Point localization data
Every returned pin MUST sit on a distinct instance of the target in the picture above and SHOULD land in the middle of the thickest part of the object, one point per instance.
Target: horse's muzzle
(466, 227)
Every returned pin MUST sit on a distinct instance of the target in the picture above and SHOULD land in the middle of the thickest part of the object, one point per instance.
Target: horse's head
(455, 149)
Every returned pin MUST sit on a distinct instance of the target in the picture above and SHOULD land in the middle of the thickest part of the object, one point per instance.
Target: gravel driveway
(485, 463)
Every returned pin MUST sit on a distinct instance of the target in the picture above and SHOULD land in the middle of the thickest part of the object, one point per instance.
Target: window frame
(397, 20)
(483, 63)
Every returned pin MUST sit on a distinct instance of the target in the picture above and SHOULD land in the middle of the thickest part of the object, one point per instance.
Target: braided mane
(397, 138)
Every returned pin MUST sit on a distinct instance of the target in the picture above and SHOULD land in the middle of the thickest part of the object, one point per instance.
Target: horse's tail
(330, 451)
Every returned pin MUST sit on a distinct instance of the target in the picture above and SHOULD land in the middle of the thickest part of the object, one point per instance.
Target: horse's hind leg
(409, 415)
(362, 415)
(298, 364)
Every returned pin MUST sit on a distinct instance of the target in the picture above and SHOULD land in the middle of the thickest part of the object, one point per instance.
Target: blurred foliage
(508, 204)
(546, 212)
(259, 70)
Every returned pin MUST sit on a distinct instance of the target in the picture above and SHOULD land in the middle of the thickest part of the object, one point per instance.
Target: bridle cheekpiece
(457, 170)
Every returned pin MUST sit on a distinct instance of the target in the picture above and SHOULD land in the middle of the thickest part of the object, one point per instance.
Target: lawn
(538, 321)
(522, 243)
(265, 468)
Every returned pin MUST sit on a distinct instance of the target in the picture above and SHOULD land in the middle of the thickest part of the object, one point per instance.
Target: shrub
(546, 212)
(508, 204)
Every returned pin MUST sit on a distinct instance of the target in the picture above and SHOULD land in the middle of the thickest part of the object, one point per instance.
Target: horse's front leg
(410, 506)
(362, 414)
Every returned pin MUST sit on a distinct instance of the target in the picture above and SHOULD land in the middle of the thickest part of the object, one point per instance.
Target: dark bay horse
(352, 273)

The problem:
This exercise asks for every line of the records to be repeated exactly.

Result of this task:
Every returned pin MUST sit on a distinct instance of the target in the picture above and SHOULD land in the middle of the thickest part of the object, one point per instance.
Target: horse's muzzle
(466, 227)
Every returned pin MUST sit on a distinct instance of the target in the picture above and SHOULD land in the middle of the thickest part of the object, one point per instance.
Target: horse's head
(455, 149)
Every returned pin MUST sit on a distinct instance of the target in the picture above and SHOULD land in the middle of the thickest part of the object, one point per instance.
Target: gravel driveway
(485, 463)
Every returned pin MUST sit on a distinct instance of the target in the picture above and SHOULD land in the middle of the thickest part of the object, one point per instance.
Target: window frame
(397, 20)
(483, 63)
Every returned pin MUST sit on a distinct instance of the target in the picture above and SHOULD land in the middle of the thickest part of the object, one point per instance.
Target: braided mane
(397, 138)
Every returned pin MUST sit on a distinct instance of the target in the picture above and SHOULD land in the middle of the thickest part of the object, one point per instance.
Target: horse's tail
(330, 451)
Every returned pin MUST sit on a distinct instance of the target in the picture above and SHOULD land in the middle of the thickest part of the object, one point per instance.
Target: horse's hind leg
(409, 415)
(362, 415)
(298, 364)
Every returned pin MUST sit on a distinct instance of the target in the picture above and SHOULD land in the middle of the thickest part of the object, one point per instance.
Target: blurred foliage
(508, 204)
(546, 212)
(259, 70)
Every returned pin MUST sit on a distinct instance of the target in the picture above and SHOULD land in the middle of the thickest part of the object, one point per instance.
Target: bridle cheekpiece
(457, 170)
Every returned pin MUST sit on a distinct instance of the target in the picture above and SHOULD land in the middle of the thickest part of the object, one point per instance.
Target: lawn
(538, 321)
(522, 243)
(265, 468)
Every returned pin MUST sit on a distinct instance of the target in the picture above and SHOULD land in the middle of the thickest part of the object, one point per instance.
Target: shrub
(546, 212)
(508, 204)
Every returned pin MUST sit on a distinct instance of the target in the picture above and SHOULD land in the middle of the thickest part of the object, one point per instance.
Target: horse's front leg
(410, 506)
(362, 414)
Every returned pin MUST sit on a distinct instance of the target in the picture above and SHOULD land in the middle of the thickest part of the object, one point per instance.
Target: dark bay horse
(352, 273)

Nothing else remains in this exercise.